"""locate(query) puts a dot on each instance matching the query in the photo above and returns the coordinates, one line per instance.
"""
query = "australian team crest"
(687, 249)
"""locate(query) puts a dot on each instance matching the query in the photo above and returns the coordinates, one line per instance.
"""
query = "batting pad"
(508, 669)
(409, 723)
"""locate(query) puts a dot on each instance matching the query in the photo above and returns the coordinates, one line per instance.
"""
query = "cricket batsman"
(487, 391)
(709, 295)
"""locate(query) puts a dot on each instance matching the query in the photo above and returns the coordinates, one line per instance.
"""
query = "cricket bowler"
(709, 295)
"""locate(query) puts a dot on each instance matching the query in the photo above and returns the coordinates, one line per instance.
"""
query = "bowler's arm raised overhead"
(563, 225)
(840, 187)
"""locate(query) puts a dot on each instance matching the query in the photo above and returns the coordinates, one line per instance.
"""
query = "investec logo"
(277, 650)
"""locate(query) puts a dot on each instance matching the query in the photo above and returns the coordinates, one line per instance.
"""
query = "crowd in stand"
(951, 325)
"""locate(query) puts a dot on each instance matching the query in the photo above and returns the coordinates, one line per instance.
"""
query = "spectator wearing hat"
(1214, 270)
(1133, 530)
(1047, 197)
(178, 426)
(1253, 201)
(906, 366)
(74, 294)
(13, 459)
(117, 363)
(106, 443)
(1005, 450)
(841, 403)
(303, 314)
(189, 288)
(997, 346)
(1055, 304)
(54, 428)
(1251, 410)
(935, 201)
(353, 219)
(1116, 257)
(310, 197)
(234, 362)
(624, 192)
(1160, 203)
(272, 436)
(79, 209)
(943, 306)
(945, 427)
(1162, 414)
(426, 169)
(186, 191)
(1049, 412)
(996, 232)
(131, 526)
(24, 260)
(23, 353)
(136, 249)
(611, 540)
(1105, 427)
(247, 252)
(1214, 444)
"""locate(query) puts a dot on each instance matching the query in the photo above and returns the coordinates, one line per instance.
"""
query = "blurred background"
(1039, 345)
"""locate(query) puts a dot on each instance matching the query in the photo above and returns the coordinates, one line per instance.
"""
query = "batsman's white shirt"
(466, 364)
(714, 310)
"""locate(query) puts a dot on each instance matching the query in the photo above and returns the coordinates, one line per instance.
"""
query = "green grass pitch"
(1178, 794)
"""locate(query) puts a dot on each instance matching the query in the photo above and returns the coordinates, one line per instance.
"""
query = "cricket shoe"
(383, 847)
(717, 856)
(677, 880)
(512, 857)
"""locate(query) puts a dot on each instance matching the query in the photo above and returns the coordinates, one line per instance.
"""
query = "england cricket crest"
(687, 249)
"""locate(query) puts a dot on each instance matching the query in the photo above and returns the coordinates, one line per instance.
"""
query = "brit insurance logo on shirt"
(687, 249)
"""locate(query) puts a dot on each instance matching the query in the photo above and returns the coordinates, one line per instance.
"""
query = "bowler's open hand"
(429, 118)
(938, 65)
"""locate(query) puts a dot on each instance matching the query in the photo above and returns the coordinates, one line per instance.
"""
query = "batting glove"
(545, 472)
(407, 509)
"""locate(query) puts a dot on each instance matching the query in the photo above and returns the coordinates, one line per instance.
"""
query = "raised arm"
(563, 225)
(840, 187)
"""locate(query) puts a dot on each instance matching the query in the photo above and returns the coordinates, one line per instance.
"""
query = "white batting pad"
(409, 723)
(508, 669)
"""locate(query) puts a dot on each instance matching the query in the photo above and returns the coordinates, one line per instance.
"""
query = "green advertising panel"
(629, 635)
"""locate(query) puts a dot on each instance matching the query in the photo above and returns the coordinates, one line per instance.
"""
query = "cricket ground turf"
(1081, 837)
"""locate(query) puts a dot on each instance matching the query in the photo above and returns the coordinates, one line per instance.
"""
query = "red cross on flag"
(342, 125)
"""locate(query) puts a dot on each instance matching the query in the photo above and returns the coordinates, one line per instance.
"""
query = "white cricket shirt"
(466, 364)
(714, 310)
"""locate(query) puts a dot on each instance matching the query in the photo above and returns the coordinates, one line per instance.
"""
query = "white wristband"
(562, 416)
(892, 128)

= = = = = = =

| What the exercise asks |
Output the listing once more. Leave each word as it stands.

| Result below |
"""locate(query) puts a dot on each instance matching the query in the photo above and returns the coordinates, one line per instance.
"""
query = "australian team crest"
(687, 249)
"""locate(query) puts a dot on each instance matching the query in the photo above and returns the coordinates, one line per instance.
"""
query = "batting pad"
(508, 669)
(409, 723)
"""locate(query) puts a dot on each instance matching the query in the photo above and returns the coordinates, one line per instance.
"""
query = "cricket batsman"
(487, 391)
(709, 295)
"""locate(query) puts a dot on each instance matching the query in the photo above and returns the coordinates, one line per instance.
"""
query = "cricket bowler"
(709, 295)
"""locate(query) puts a dot on each instance matching the query in the photo above and returns the coordinates, one line per instance.
"""
query = "bowler's arm raised overhead"
(563, 225)
(840, 187)
"""locate(query) puts a dot on each instance matching the query in the photo above and returns the coordinates, one line per instance.
"""
query = "investec logo"
(277, 650)
"""locate(query) puts a dot on each instance matching the query in the photo above and returns the coordinates, one line per instance.
"""
query = "crowd in stand"
(951, 325)
"""locate(query) puts a dot on each instance matching the query in the photo above and returns the coordinates, one line per instance.
"""
query = "spectator wearing hat"
(1214, 270)
(1133, 530)
(1047, 197)
(178, 426)
(1253, 201)
(906, 366)
(74, 294)
(13, 459)
(117, 363)
(106, 443)
(1005, 450)
(841, 403)
(303, 314)
(189, 288)
(997, 346)
(1055, 304)
(54, 428)
(1251, 410)
(935, 201)
(353, 219)
(1116, 257)
(310, 197)
(234, 362)
(624, 192)
(1160, 203)
(272, 436)
(79, 209)
(943, 306)
(945, 427)
(1162, 414)
(426, 169)
(186, 191)
(1049, 412)
(996, 232)
(131, 526)
(24, 260)
(23, 353)
(136, 249)
(611, 540)
(1105, 427)
(247, 252)
(1214, 444)
"""locate(query) puts a dot on each instance matching the query in the photo above and returns the coordinates, one line per instance.
"""
query = "blurred background"
(1039, 345)
"""locate(query) puts a dot on each instance matching the query in the photo above and returns the coordinates, one line per instance.
"""
query = "batsman's white shirt"
(466, 364)
(714, 310)
"""locate(query) puts a dot on each instance matching the query in the photo above and returns the coordinates, one line per instance.
"""
query = "green grass pitch"
(1178, 794)
"""locate(query) puts a dot on each instance matching the query in the photo above and returns the coordinates, one line per instance.
"""
query = "cricket shoe"
(383, 847)
(717, 856)
(677, 880)
(512, 857)
"""locate(query) puts a dot on each instance matching the query in the photo above and returns the coordinates, one line per instance.
"""
query = "england cricket crest"
(687, 249)
"""locate(query) puts a dot on each instance matching the query in the photo above and returns the coordinates, one line per instance.
"""
query = "brit insurance logo on shirt"
(687, 249)
"""locate(query) puts a dot on each instance matching the query in the photo above and returns the coordinates, one line per instance.
"""
query = "bowler's open hand"
(429, 118)
(938, 65)
"""locate(query) puts a dot on each instance matching the query in the photo above and returns the coordinates, one line per instance.
"""
query = "batting glove"
(545, 472)
(407, 509)
"""locate(query) puts a dot on each instance matching the query in the photo above and returns the coordinates, one line per instance.
"""
query = "raised arm"
(563, 225)
(840, 187)
"""locate(query) puts a dot on each instance matching the query in the photo above and returns the coordinates, one line per instance.
"""
query = "white batting pad"
(409, 723)
(508, 669)
"""locate(query) puts a dot on each instance matching the query in the photo above and returns the coordinates, one line per instance.
"""
query = "green advertising panel"
(629, 635)
"""locate(query) puts a dot on each instance matching the query in the photo above and returns the coordinates, one line per instance.
"""
query = "cricket ground turf"
(1081, 837)
"""locate(query) puts a dot on each instance matching the query in the photo above and returns the coordinates, one line per instance.
"""
query = "red cross on flag"
(342, 125)
"""locate(query) puts a dot on each instance matching the query in the photo above and returns the coordinates, one line per instance.
"""
query = "white cricket shirt"
(466, 364)
(714, 310)
"""locate(query) puts a dot on each instance matching the query in the photo above and returns the coordinates, one line per instance.
"""
query = "white wristband"
(562, 416)
(892, 128)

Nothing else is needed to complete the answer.